[[ Dataset excerpts open ]]
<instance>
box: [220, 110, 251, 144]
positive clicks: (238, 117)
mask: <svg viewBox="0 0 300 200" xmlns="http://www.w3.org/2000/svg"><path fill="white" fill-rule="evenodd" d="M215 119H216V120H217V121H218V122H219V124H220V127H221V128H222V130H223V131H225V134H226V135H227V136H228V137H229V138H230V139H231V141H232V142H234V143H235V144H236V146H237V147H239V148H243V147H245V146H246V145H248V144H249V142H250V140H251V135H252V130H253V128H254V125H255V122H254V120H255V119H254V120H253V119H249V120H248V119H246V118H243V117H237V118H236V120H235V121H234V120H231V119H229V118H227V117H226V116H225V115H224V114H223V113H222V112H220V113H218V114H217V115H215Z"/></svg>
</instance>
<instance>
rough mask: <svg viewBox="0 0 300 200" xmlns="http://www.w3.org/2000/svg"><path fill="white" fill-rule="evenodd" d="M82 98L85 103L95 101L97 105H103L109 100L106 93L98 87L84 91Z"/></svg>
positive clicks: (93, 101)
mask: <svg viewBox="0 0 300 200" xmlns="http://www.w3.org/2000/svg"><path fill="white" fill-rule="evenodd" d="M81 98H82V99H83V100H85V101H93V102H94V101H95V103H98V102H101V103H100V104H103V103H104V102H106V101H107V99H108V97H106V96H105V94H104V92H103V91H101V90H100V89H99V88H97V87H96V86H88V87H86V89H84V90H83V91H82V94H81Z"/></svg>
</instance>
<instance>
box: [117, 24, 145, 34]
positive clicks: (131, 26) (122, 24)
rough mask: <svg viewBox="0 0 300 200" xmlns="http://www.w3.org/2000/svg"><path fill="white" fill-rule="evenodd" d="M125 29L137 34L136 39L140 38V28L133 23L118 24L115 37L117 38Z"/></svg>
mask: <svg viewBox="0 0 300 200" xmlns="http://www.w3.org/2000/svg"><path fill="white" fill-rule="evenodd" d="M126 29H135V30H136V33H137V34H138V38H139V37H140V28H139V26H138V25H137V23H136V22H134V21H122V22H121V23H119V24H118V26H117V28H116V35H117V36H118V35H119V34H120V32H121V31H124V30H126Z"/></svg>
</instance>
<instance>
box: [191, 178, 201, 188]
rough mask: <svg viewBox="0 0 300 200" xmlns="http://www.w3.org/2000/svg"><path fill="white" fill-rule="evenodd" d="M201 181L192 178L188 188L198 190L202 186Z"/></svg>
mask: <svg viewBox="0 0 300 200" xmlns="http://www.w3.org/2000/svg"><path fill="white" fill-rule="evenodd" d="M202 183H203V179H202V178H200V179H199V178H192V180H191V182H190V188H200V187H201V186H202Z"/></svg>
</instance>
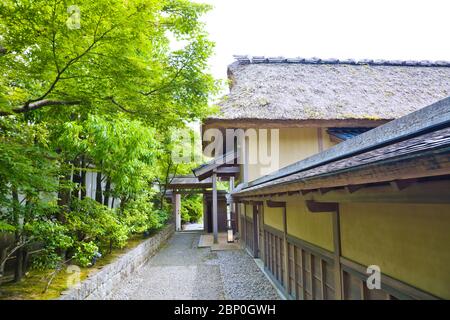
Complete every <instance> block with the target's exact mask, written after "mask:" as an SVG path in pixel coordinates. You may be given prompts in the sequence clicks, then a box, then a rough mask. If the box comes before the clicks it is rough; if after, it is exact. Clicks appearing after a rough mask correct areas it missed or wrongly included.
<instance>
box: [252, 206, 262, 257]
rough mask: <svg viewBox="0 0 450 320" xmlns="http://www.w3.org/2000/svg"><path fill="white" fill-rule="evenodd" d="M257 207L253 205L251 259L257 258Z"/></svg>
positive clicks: (258, 224)
mask: <svg viewBox="0 0 450 320" xmlns="http://www.w3.org/2000/svg"><path fill="white" fill-rule="evenodd" d="M258 207H259V206H258V205H253V257H254V258H258V257H259V223H260V215H259V208H258Z"/></svg>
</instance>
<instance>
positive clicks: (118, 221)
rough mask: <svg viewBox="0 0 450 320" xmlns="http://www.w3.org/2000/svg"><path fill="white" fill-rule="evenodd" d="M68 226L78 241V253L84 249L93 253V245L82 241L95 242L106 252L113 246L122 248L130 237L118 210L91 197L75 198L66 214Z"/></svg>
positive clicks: (69, 231)
mask: <svg viewBox="0 0 450 320" xmlns="http://www.w3.org/2000/svg"><path fill="white" fill-rule="evenodd" d="M66 226H67V229H68V232H69V234H70V235H71V236H72V238H73V239H74V241H75V242H76V244H75V245H74V249H75V253H76V254H78V255H80V254H81V252H82V251H83V250H87V251H86V253H92V252H91V251H92V245H91V246H87V245H85V244H82V243H93V244H95V245H96V246H97V247H98V248H97V249H99V250H100V251H102V252H105V251H106V249H109V250H111V249H112V248H113V247H118V248H122V247H123V246H125V244H126V241H127V239H128V228H127V227H126V225H125V224H123V223H122V222H121V221H120V219H119V217H118V215H117V213H116V211H115V210H111V209H109V208H108V207H106V206H104V205H102V204H99V203H98V202H96V201H95V200H92V199H90V198H85V199H83V200H78V199H73V201H72V204H71V212H69V213H68V214H66ZM88 249H89V250H88Z"/></svg>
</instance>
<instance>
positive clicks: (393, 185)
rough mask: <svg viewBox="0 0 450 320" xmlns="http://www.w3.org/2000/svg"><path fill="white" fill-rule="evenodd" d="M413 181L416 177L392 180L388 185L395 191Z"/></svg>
mask: <svg viewBox="0 0 450 320" xmlns="http://www.w3.org/2000/svg"><path fill="white" fill-rule="evenodd" d="M414 183H417V179H406V180H394V181H391V182H390V185H391V186H392V188H394V190H395V191H402V190H403V189H406V188H408V187H409V186H410V185H412V184H414Z"/></svg>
[[ Dataset excerpts closed ]]
> [Task]:
Repeat all the records exactly, images excluded.

> [Solution to the problem]:
<instance>
box: [220, 110, 251, 144]
positive clicks: (238, 117)
mask: <svg viewBox="0 0 300 200" xmlns="http://www.w3.org/2000/svg"><path fill="white" fill-rule="evenodd" d="M215 119H216V120H217V121H218V122H219V124H220V127H221V128H222V130H223V131H225V134H226V135H227V136H228V137H229V138H230V139H231V141H232V142H234V143H235V144H236V146H237V147H239V148H243V147H245V146H246V145H248V144H249V142H250V140H251V135H252V130H253V128H254V125H255V122H254V120H255V119H254V120H253V119H249V120H248V119H246V118H243V117H237V118H236V120H235V121H234V120H231V119H229V118H227V117H226V116H225V115H224V114H223V113H222V112H220V113H218V114H217V115H215Z"/></svg>
</instance>
<instance>
rough mask: <svg viewBox="0 0 300 200" xmlns="http://www.w3.org/2000/svg"><path fill="white" fill-rule="evenodd" d="M82 98L85 103L95 101L97 105H103L109 100L106 93L98 87L84 91Z"/></svg>
positive clicks: (93, 101)
mask: <svg viewBox="0 0 300 200" xmlns="http://www.w3.org/2000/svg"><path fill="white" fill-rule="evenodd" d="M81 98H82V99H83V100H85V101H93V102H94V101H95V103H98V102H101V103H100V104H103V103H104V102H106V101H107V99H108V97H106V96H105V94H104V92H103V91H101V90H100V89H99V88H97V87H96V86H88V87H86V89H84V90H83V91H82V94H81Z"/></svg>
</instance>
<instance>
box: [117, 24, 145, 34]
positive clicks: (131, 26) (122, 24)
rough mask: <svg viewBox="0 0 300 200" xmlns="http://www.w3.org/2000/svg"><path fill="white" fill-rule="evenodd" d="M125 29L137 34L136 39L140 38V28L133 23L118 24L115 37L117 38Z"/></svg>
mask: <svg viewBox="0 0 300 200" xmlns="http://www.w3.org/2000/svg"><path fill="white" fill-rule="evenodd" d="M126 29H135V30H136V33H137V34H138V38H139V37H140V28H139V26H138V25H137V23H136V22H134V21H122V22H121V23H119V24H118V26H117V28H116V35H117V36H118V35H119V34H120V32H121V31H124V30H126Z"/></svg>
</instance>
<instance>
box: [191, 178, 201, 188]
rough mask: <svg viewBox="0 0 300 200" xmlns="http://www.w3.org/2000/svg"><path fill="white" fill-rule="evenodd" d="M201 181L192 178L188 188L198 190L202 186Z"/></svg>
mask: <svg viewBox="0 0 300 200" xmlns="http://www.w3.org/2000/svg"><path fill="white" fill-rule="evenodd" d="M202 183H203V179H202V178H200V179H199V178H192V180H191V182H190V188H200V187H201V186H202Z"/></svg>
</instance>
Complete every <instance> block with the target's exact mask, written after "mask:" as an SVG path in pixel coordinates. You may be given prompts in the sequence clicks, then a box, then a rough mask. If the box comes before the clicks it is rough; if after, it is exact. Clicks appearing after a rough mask correct areas it missed or wrongly included.
<instance>
box: [252, 206, 262, 257]
rough mask: <svg viewBox="0 0 450 320" xmlns="http://www.w3.org/2000/svg"><path fill="white" fill-rule="evenodd" d="M257 207L253 205L251 259L257 258Z"/></svg>
positive clicks: (258, 224)
mask: <svg viewBox="0 0 450 320" xmlns="http://www.w3.org/2000/svg"><path fill="white" fill-rule="evenodd" d="M258 207H259V206H258V205H253V257H254V258H258V257H259V223H260V215H259V208H258Z"/></svg>
</instance>
<instance>
positive clicks: (118, 221)
rough mask: <svg viewBox="0 0 450 320" xmlns="http://www.w3.org/2000/svg"><path fill="white" fill-rule="evenodd" d="M68 226L78 241V253L84 249L93 253V245L82 241L95 242L106 252L113 246L122 248L130 237L118 210L91 197L75 198L66 214Z"/></svg>
positive clicks: (69, 231)
mask: <svg viewBox="0 0 450 320" xmlns="http://www.w3.org/2000/svg"><path fill="white" fill-rule="evenodd" d="M66 226H67V229H68V232H69V234H70V235H71V236H72V238H73V239H74V241H75V242H76V244H75V245H74V249H75V253H76V254H78V255H80V254H81V252H82V251H83V250H87V251H86V253H92V252H91V251H92V245H91V246H87V245H85V244H82V243H93V244H95V245H96V246H97V247H98V248H97V249H99V250H100V251H102V252H105V251H106V249H109V250H111V249H112V248H113V247H118V248H122V247H123V246H125V244H126V241H127V239H128V228H127V227H126V225H125V224H123V223H122V222H121V221H120V219H119V217H118V215H117V213H116V211H115V210H111V209H109V208H108V207H106V206H104V205H102V204H99V203H98V202H96V201H95V200H92V199H90V198H85V199H83V200H78V199H73V201H72V204H71V212H69V213H68V214H66ZM88 249H89V250H88Z"/></svg>
</instance>
<instance>
positive clicks: (393, 185)
rough mask: <svg viewBox="0 0 450 320" xmlns="http://www.w3.org/2000/svg"><path fill="white" fill-rule="evenodd" d="M413 181L416 177L392 180L388 185L395 191Z"/></svg>
mask: <svg viewBox="0 0 450 320" xmlns="http://www.w3.org/2000/svg"><path fill="white" fill-rule="evenodd" d="M414 183H417V179H406V180H394V181H391V182H390V185H391V186H392V188H394V190H395V191H402V190H403V189H406V188H408V187H409V186H410V185H412V184H414Z"/></svg>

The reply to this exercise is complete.